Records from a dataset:
## Begin
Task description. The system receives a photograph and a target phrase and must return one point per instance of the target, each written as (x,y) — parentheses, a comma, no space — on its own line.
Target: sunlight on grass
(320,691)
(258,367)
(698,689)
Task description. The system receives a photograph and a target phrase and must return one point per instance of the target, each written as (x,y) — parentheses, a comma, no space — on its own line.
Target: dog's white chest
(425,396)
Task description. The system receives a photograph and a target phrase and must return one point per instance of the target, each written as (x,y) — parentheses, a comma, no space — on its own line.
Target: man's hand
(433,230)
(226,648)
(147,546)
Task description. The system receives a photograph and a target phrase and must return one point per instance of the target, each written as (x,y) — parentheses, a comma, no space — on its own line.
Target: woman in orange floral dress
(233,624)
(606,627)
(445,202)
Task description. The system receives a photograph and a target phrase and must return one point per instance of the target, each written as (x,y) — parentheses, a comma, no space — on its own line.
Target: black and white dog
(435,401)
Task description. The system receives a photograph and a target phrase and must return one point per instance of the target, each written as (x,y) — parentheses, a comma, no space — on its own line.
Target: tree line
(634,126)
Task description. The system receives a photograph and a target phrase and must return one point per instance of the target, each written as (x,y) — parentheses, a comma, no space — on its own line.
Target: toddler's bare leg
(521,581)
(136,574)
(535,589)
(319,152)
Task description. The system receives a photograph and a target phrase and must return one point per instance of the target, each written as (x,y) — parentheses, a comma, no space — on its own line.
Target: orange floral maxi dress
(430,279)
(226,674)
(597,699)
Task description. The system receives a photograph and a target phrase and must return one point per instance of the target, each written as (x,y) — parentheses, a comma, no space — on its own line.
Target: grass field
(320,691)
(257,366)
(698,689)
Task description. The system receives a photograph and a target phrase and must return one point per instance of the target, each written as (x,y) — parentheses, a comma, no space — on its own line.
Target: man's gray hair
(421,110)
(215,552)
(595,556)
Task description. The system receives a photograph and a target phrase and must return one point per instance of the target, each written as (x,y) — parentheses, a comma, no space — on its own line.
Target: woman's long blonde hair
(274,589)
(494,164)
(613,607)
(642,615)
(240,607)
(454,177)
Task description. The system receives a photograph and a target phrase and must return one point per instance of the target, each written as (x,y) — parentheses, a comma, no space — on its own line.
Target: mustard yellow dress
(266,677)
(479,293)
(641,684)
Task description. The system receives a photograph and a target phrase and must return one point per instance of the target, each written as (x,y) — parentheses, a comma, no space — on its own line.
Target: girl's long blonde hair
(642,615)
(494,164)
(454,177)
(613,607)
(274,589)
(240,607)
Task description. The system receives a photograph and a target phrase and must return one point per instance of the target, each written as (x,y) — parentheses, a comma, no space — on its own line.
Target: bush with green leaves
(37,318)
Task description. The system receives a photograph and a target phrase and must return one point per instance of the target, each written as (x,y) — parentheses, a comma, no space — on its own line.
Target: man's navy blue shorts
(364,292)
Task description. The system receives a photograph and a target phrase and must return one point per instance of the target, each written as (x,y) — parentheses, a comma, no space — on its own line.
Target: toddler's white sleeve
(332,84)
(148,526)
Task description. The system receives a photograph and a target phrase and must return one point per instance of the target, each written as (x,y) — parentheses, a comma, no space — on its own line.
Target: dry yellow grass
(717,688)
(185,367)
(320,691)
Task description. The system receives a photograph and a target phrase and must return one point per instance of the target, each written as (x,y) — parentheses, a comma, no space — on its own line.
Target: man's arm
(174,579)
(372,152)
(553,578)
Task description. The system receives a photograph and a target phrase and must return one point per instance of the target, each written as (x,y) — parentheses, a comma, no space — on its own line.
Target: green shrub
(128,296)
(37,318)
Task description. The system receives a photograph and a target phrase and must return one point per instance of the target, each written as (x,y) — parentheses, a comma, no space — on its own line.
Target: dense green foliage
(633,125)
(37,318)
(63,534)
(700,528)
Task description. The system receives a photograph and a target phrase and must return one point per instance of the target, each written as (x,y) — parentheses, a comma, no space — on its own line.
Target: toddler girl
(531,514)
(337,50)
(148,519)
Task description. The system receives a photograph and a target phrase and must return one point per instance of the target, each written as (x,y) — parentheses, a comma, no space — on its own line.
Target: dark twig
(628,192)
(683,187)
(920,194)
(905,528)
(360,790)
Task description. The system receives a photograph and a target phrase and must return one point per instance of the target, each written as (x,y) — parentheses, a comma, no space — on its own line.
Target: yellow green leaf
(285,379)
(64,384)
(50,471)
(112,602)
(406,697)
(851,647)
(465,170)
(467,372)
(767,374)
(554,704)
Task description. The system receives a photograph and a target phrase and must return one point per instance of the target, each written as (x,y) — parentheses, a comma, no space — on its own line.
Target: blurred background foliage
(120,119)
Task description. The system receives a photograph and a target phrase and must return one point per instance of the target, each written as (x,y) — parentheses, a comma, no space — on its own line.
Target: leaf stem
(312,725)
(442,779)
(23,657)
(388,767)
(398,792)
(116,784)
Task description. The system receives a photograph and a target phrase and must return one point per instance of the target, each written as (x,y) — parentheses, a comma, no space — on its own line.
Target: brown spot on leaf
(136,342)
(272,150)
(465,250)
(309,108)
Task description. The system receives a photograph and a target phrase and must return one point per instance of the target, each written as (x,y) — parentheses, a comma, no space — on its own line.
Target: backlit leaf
## End
• _YOUR OBJECTIVE_: Write the entries again, exactly as they stand.

• _TASK OUTPUT_:
Task description. The system receives a photograph and a target phrase and must return one point per instance of the target, each written as (x,y) — parentheses, a comma, no space — on its own line.
Target: sunlight on grass
(320,691)
(258,367)
(698,689)
Task description. The system receives a photograph and a target phrase and must return one point per instance of the target, each written as (x,y) — parentheses, a comma, no space — on its own line.
Target: dog's white chest
(425,396)
Task description. The system receives a photograph and a target phrase and must return one point per instance of the target, each written as (x,y) — parentheses, a comma, no space — on its own line.
Target: man's hand
(433,230)
(226,648)
(147,546)
Task description. The system receives a photograph and a target phrase and must return one point per instance of the target, each written as (x,y) — parentheses, a comma, no space — on its own line.
Target: woman in orange floral dress
(233,624)
(606,627)
(445,202)
Task description. The system receives a photograph and a target phrase and must return one point per instance of the target, each written as (x,y) — parentheses, a comma, no space — on its own line.
Target: black and white dog
(435,401)
Task description. The system receives a photograph and a target phrase and must return one point per instance of the target, each written as (x,y) — parentheses, a comma, no space — on its own line.
Target: tree line
(634,126)
Task description. The system receives a photograph and a target phrase and must return one point per instance of the target, each written as (x,y) — parentheses, a comma, no space — on its own line.
Target: toddler's bare leg
(521,581)
(136,574)
(535,589)
(319,152)
Task description. The system receives a photograph and a target phrase and must return one point per instance of the target, each written as (x,y) — parentheses, a comma, no space — on its own line.
Target: orange floral maxi dress
(430,279)
(226,674)
(597,699)
Task description. The system receives a photograph and a target phrase and must return one point per instance of the target, each written as (x,y) — parentheses, a comma, no space — on its own line.
Target: grass field
(320,691)
(257,366)
(698,689)
Task description. The system receives a photograph and a target phrase and must return one point per instance of the target, each written as (x,y) — parentheses, a comma, no space — on its own line.
Target: man's gray hair
(421,110)
(215,552)
(595,556)
Task description. The system receives a photograph and a target phrase and must return one point per instance of the target, each written as (x,y) — parentheses, a comma, no space — on its own line.
Target: woman's long blonde hair
(274,589)
(494,164)
(613,607)
(642,615)
(240,607)
(454,177)
Task description. The system receives a photograph and a target phrase and must return one point per instance of the target, each written as (x,y) — parentheses, a comma, no space — on its own line.
Target: mustard yellow dress
(266,677)
(479,293)
(641,684)
Task description. The system receives a photograph and a target phrase and must return one point per instance of the target, each written as (x,y) — parentheses, a comma, no space — on its own line.
Target: girl's long blonde hair
(642,615)
(494,164)
(454,177)
(613,607)
(274,589)
(240,607)
Task description. The system receives a photograph and a target phrase and must return one point per instance of the target, each written as (x,y) — parentheses, a comma, no space — on its own line.
Target: bush with green leaves
(37,318)
Task description. The system receives a photograph and a target phrase and must return one point per instance of the target, each written as (x,y) — parentheses, a comma, no space — on its own line.
Target: man's navy blue shorts
(364,292)
Task description. The system receives a photograph and a target phrase and must return one point per instance of the target, each written as (x,y) — parentheses, a comma, no space — on its own line.
Target: toddler's white sleeve
(332,84)
(148,526)
Task description. The system receives a photograph and a target phrase and must return one point per instance of the target, each written as (x,y) — parentheses, a comma, no space — on its own line.
Target: dry yellow grass
(717,688)
(185,367)
(320,691)
Task description. The system receives a photograph and a target phrase and must return one point per instance of the target, each written as (x,y) — parentheses, a comma, no space — on its own line.
Target: man's arm
(174,579)
(372,152)
(553,578)
Task description. The system receives a photograph and a target phrase and must return one point per instance of the target, each written as (x,y) — parentheses, a comma, no space — on its own line.
Target: green shrub
(128,296)
(37,318)
Task description. The system receives a photograph and a target phrase and must return one point per instance of the target, each written as (x,y) — parentheses, a comma, no space — on its own line.
Target: dense green foliage
(633,125)
(37,318)
(63,534)
(700,528)
Task description. The system receives a photograph and a target phrase and must return one point per instance of the target, each written as (x,y) — parentheses, a comma, no space — on its own line.
Target: toddler girl
(531,514)
(337,50)
(148,519)
Task description. The system receives a photograph and a target phrase and must return one point per instance of the target, each written as (x,y) — parentheses, a comma, no space — on its own line.
Target: dark twig
(628,192)
(683,187)
(920,194)
(905,528)
(360,790)
Task description. The system receives a photograph and a target phrase and must return one point per instance of the target, each written as (x,y) — parentheses, a comma, no space — on its own line.
Target: yellow green leaf
(285,379)
(64,384)
(50,471)
(112,602)
(406,697)
(851,647)
(465,170)
(467,372)
(767,374)
(554,704)
Task description. The system receives a photograph and a target phrase and must return one point per instance of the target, each written as (x,y) — parentheses, a comma, no space — on its own line.
Target: blurred background foliage
(120,119)
Task description. The system receives a photograph and a target phrase and must return one point per instance of the target, each written as (x,y) — parentheses, a comma, no space — on its own line.
Target: leaf stem
(312,725)
(442,779)
(23,657)
(388,767)
(398,792)
(116,784)
Task description. The system receives a photograph and a target phrase and must return one point per instance of the target, each written as (x,y) — parentheses, a comma, no space — on its own line.
Target: brown spot on leaf
(136,342)
(272,150)
(465,250)
(309,108)
Task description. The system receives a photograph and a target phrase and must return one point per instance of the target, each written as (x,y) — parentheses, a comma, no space — on its own line.
Target: backlit leaf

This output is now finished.